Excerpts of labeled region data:
___
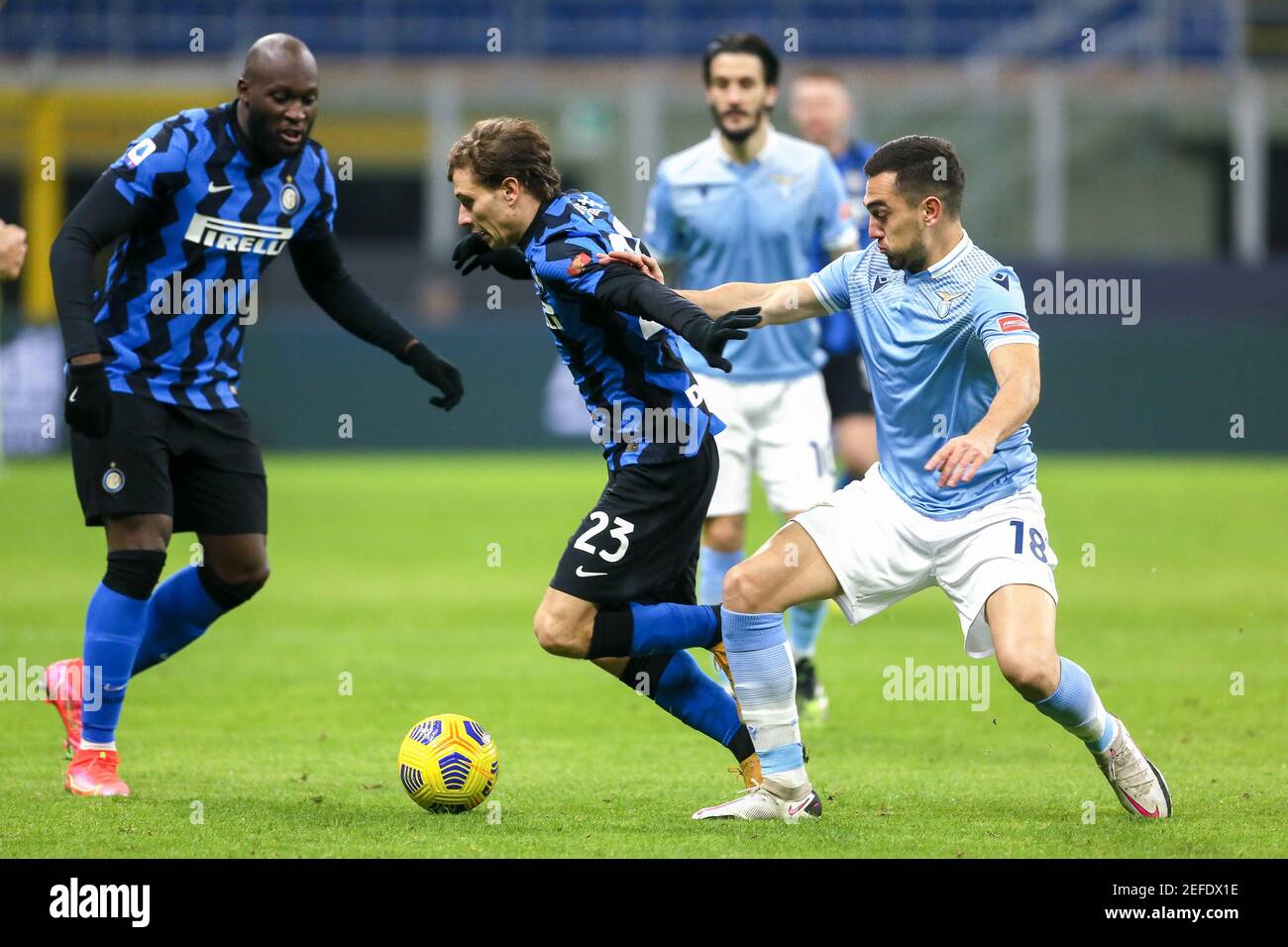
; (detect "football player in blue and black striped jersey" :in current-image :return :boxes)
[448,119,760,786]
[46,34,463,796]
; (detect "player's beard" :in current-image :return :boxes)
[711,106,769,145]
[886,237,930,273]
[246,108,313,163]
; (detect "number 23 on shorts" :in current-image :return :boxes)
[572,510,635,562]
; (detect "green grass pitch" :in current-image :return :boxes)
[0,453,1288,858]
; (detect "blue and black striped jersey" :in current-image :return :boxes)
[519,191,724,471]
[94,102,336,410]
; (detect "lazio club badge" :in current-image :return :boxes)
[103,464,125,493]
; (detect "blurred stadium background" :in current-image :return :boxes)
[0,0,1288,860]
[0,0,1288,456]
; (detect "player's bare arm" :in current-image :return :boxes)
[926,346,1042,487]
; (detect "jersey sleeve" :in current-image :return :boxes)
[971,266,1038,352]
[814,155,859,253]
[531,235,608,297]
[807,250,859,313]
[107,117,193,213]
[296,146,339,240]
[641,167,680,263]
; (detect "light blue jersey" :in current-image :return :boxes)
[643,128,857,381]
[808,232,1038,519]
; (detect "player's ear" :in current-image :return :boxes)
[501,177,522,207]
[921,194,944,227]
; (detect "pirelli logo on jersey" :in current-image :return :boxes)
[183,214,295,257]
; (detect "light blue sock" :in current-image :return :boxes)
[1033,657,1115,753]
[720,608,808,789]
[132,566,228,677]
[81,582,149,743]
[787,601,827,661]
[698,546,743,686]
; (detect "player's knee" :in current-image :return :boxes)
[532,608,590,657]
[722,561,764,614]
[103,549,164,600]
[997,651,1060,701]
[703,517,746,553]
[197,561,268,611]
[209,558,269,598]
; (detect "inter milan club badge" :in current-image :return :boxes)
[103,464,125,493]
[278,184,300,214]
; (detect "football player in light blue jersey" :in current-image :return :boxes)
[644,34,857,716]
[602,136,1172,821]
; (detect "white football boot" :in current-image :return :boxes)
[693,784,823,822]
[1091,714,1172,818]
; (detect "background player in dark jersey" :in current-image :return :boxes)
[448,119,760,786]
[790,69,877,725]
[46,34,463,795]
[791,69,877,489]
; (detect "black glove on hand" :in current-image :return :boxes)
[452,233,532,279]
[63,361,112,437]
[679,305,760,371]
[403,342,465,411]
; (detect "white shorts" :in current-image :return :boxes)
[794,463,1060,657]
[698,372,836,517]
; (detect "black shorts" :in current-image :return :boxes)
[72,391,268,535]
[823,352,873,420]
[550,434,720,605]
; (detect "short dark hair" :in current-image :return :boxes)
[702,34,778,85]
[863,136,966,217]
[447,119,562,201]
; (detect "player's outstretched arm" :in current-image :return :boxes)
[290,233,465,411]
[49,174,143,437]
[599,250,827,326]
[593,261,760,371]
[926,344,1042,487]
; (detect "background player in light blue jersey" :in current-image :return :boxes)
[644,34,857,716]
[602,136,1172,821]
[789,69,877,721]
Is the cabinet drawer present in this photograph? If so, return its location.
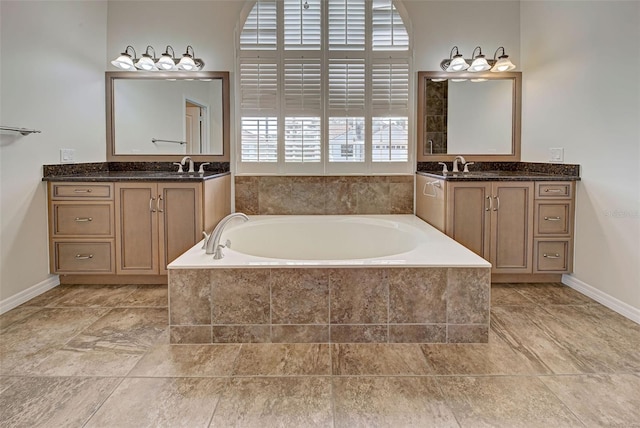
___
Problem statement ::
Rewrite every row above, replacing "jersey" with "shirt" wherever it occurs and changing nothing else. Leave the pictures out.

Expected answer ::
; (detect "football player in blue and black striped shirt" :in current-image :return :boxes)
[448,119,760,786]
[46,34,463,796]
; (detect "player's beard" :in current-image :return :boxes)
[711,106,769,145]
[886,237,930,273]
[246,108,313,163]
; (detect "number 23 on shorts" :in current-image :return :boxes)
[572,510,635,562]
; (detect "green grass pitch" :in current-image :return :boxes)
[0,453,1288,858]
; (detect "blue and black striped shirt" :in current-image :return :boxes)
[519,191,724,471]
[94,102,336,410]
; (detect "lazio club badge" :in current-image :return :boxes)
[103,464,125,493]
; (detect "blurred stadium background" :in current-image :return :boxes)
[0,0,1288,860]
[0,0,1288,456]
; (detect "player's bare arm" :in current-image :return :boxes)
[926,346,1042,487]
; (detect "shirt sleeve" :in current-image :return :boxes)
[971,266,1038,352]
[814,155,859,253]
[531,235,608,297]
[807,250,859,313]
[107,117,193,213]
[296,146,339,240]
[641,167,680,263]
; (detect "light blue shirt" :in current-image :return :boxes)
[643,128,857,381]
[808,232,1038,519]
; (detect "player's ear" :in current-image :return :boxes)
[501,177,522,207]
[921,194,944,227]
; (detect "pirelli logo on shirt" :in current-image :return :boxes)
[183,214,295,257]
; (detect "light blue sock" :in current-image :return :boxes)
[1033,657,1115,753]
[720,608,808,789]
[132,566,228,677]
[81,582,149,743]
[787,601,827,661]
[698,546,743,686]
; (detect "player's knee" :in current-image :return :boxes)
[532,608,590,657]
[722,561,764,614]
[103,549,164,600]
[997,651,1060,701]
[703,517,746,553]
[197,561,268,611]
[209,558,269,598]
; (detect "inter milan club badge" :in current-image :return :boxes)
[103,464,125,493]
[278,184,300,214]
; (detect "football player in light blue shirt" :in current-image :return :boxes)
[644,34,857,716]
[602,136,1172,821]
; (detect "white football boot" :in current-image :return :boxes)
[693,784,823,822]
[1091,714,1172,818]
; (detect "background player in dark shirt" :in current-image :return :boxes)
[448,119,760,786]
[790,69,877,725]
[46,34,463,795]
[791,69,877,489]
; (detect "black glove on hand" :in current-image :return :boxes)
[452,233,532,279]
[63,361,112,437]
[679,305,760,371]
[403,342,465,411]
; (detect "white shorts" :in current-image :return :boxes)
[794,463,1060,657]
[698,372,836,517]
; (detect "black shorts" :in current-image :return :boxes)
[72,391,268,535]
[823,352,873,420]
[550,434,720,605]
; (detect "short dark hair" :in current-image :return :boxes)
[702,34,778,85]
[863,136,966,217]
[447,119,562,201]
; (detect "player's outstretched arm" :in current-image :return :boxes)
[290,233,465,411]
[49,174,143,437]
[599,250,827,326]
[593,261,760,371]
[926,344,1042,487]
; (detect "background player in light blue shirt" :in current-image :return :boxes)
[644,34,857,716]
[602,136,1172,821]
[789,69,877,721]
Is the cabinet drawer present in this photograph? If so, return its location.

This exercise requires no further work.